━━ DATA SUPPLIED
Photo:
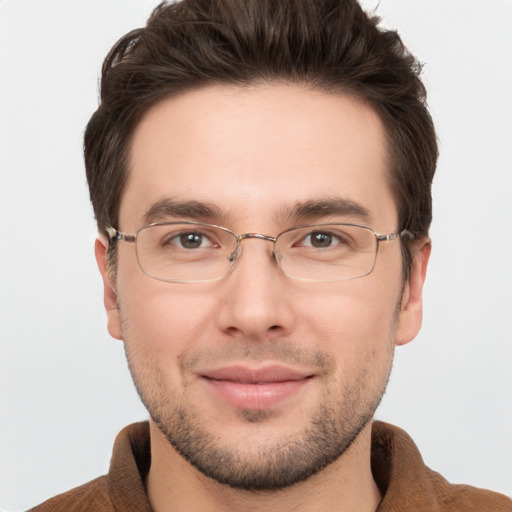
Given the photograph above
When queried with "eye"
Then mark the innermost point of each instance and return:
(191, 240)
(321, 240)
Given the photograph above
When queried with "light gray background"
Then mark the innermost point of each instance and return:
(65, 389)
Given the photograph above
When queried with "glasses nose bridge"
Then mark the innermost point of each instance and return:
(236, 254)
(259, 236)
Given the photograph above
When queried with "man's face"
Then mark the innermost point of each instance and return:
(257, 379)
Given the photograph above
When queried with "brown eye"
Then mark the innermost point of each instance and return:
(320, 240)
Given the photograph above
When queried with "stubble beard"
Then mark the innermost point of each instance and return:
(332, 429)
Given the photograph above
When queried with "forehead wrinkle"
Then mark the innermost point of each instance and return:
(318, 209)
(169, 208)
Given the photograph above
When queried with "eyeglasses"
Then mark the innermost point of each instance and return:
(193, 252)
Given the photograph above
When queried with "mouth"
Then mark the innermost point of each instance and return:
(256, 389)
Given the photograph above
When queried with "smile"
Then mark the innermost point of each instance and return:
(258, 389)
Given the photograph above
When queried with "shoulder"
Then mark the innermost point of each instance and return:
(408, 484)
(91, 497)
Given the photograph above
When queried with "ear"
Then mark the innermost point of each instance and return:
(411, 308)
(109, 291)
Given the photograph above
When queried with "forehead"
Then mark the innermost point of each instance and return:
(256, 151)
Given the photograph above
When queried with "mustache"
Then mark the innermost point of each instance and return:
(277, 351)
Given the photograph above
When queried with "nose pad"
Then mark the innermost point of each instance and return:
(235, 254)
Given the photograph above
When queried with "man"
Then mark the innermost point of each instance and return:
(261, 177)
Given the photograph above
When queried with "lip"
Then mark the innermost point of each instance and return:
(255, 388)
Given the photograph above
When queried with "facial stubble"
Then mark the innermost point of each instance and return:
(333, 426)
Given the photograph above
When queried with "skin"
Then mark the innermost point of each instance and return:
(254, 153)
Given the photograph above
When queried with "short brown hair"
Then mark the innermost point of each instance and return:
(331, 45)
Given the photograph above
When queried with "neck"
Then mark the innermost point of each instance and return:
(346, 485)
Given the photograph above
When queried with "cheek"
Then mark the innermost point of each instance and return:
(163, 320)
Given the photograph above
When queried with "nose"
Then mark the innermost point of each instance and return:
(256, 303)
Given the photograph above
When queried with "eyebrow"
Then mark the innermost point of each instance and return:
(168, 207)
(313, 210)
(300, 212)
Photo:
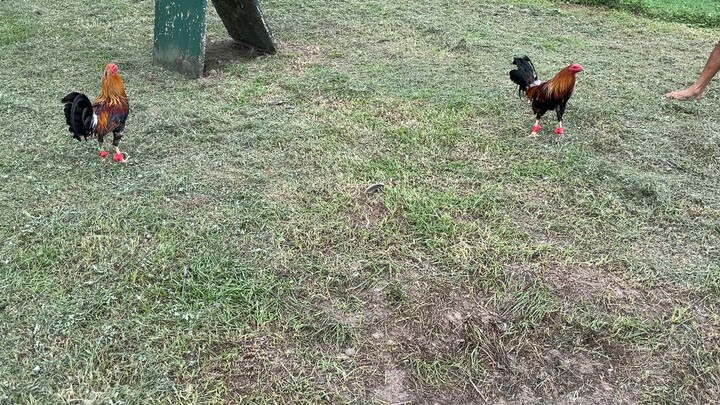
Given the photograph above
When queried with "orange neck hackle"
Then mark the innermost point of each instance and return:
(563, 83)
(112, 88)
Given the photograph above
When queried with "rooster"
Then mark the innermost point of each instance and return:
(106, 114)
(550, 95)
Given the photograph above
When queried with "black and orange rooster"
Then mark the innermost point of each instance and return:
(550, 95)
(106, 114)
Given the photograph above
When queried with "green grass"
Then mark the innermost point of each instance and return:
(697, 12)
(237, 259)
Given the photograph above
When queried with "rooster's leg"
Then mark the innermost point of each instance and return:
(118, 157)
(101, 150)
(559, 110)
(536, 128)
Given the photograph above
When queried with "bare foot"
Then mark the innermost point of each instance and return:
(688, 93)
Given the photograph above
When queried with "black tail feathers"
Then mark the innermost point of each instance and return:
(524, 75)
(78, 114)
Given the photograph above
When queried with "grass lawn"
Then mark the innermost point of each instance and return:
(237, 259)
(697, 12)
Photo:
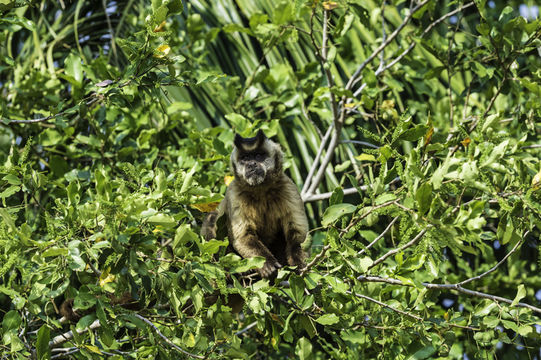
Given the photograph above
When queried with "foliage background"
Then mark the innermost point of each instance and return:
(411, 128)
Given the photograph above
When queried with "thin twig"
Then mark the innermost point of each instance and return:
(403, 247)
(240, 332)
(384, 44)
(498, 264)
(379, 71)
(372, 209)
(313, 168)
(111, 31)
(166, 339)
(454, 287)
(62, 338)
(323, 196)
(378, 238)
(315, 260)
(382, 304)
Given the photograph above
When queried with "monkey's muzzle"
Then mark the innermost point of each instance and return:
(254, 174)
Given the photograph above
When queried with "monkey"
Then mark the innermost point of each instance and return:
(264, 211)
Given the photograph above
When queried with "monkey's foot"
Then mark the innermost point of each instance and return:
(269, 268)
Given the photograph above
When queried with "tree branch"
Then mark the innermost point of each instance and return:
(380, 70)
(378, 238)
(386, 43)
(403, 247)
(382, 304)
(317, 197)
(313, 168)
(166, 339)
(57, 340)
(315, 260)
(455, 287)
(498, 264)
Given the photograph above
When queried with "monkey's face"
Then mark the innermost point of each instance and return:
(255, 160)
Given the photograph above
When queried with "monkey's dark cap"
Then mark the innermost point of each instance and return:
(248, 144)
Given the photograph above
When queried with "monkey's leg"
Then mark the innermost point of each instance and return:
(247, 244)
(208, 228)
(295, 236)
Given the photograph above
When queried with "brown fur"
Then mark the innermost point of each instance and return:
(266, 218)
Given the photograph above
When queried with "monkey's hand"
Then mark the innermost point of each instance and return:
(271, 265)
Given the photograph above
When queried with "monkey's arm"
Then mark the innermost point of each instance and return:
(245, 241)
(295, 225)
(208, 228)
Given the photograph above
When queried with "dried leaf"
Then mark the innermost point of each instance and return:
(228, 179)
(160, 27)
(162, 51)
(206, 207)
(330, 5)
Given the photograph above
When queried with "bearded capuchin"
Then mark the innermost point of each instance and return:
(265, 212)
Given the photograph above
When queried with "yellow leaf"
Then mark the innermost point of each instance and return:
(206, 207)
(536, 181)
(160, 27)
(106, 277)
(365, 157)
(330, 5)
(94, 349)
(190, 341)
(228, 179)
(428, 135)
(158, 229)
(387, 105)
(162, 51)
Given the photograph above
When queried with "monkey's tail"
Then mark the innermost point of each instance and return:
(208, 228)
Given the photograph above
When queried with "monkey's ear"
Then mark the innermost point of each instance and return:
(260, 138)
(238, 141)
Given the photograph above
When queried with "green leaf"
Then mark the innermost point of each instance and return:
(303, 349)
(42, 343)
(10, 191)
(74, 68)
(333, 213)
(211, 247)
(12, 179)
(423, 353)
(55, 251)
(328, 319)
(521, 293)
(424, 196)
(163, 220)
(12, 320)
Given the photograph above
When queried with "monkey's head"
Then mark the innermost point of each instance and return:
(256, 161)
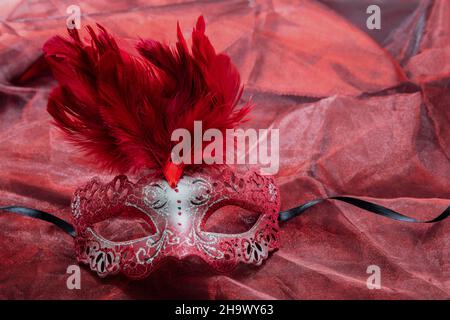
━━━━
- [WHAT IS EXPECTED]: Show every line of the records that contains the word "orange", matching case exactly.

- [ANSWER FOR THIS EXERCISE]:
When queried with "orange neck hackle"
When queried with "black and orange rooster"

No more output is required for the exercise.